▶ _ABOUT THIS EXERCISE_
Could you repeat every record below exactly, leaving out the pictures?

▶ _DATA LISTING_
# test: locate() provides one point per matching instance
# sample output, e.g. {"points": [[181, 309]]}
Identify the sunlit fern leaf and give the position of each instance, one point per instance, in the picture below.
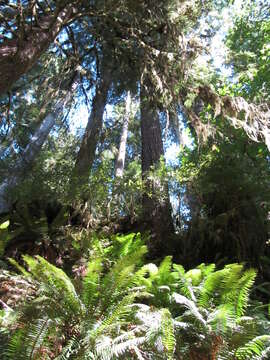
{"points": [[168, 337], [58, 283], [164, 275], [25, 343], [36, 335], [206, 269], [70, 349], [116, 314], [212, 283], [91, 282], [221, 319], [265, 355], [19, 267], [191, 306], [253, 348], [119, 346], [244, 287]]}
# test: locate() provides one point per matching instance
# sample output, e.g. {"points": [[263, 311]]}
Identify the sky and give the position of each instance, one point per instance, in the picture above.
{"points": [[79, 117]]}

▶ _ANSWER BELOW_
# test: locate() provides one point per matching instance
# sample output, e.g. {"points": [[181, 309]]}
Identify the sunlit fern leaf and give the position of each instance, one point per instance, in the picture below.
{"points": [[168, 337], [58, 283], [164, 275], [25, 343], [36, 335], [206, 269], [70, 349], [116, 314], [212, 283], [91, 282], [221, 319], [265, 355], [19, 267], [191, 306], [253, 348], [119, 346], [244, 287]]}
# test: locate() provides one point per matching instance
# sample output, e.g. {"points": [[263, 311]]}
Identify the sky and give the position of each instance, one point per instance, in the picture above.
{"points": [[79, 117]]}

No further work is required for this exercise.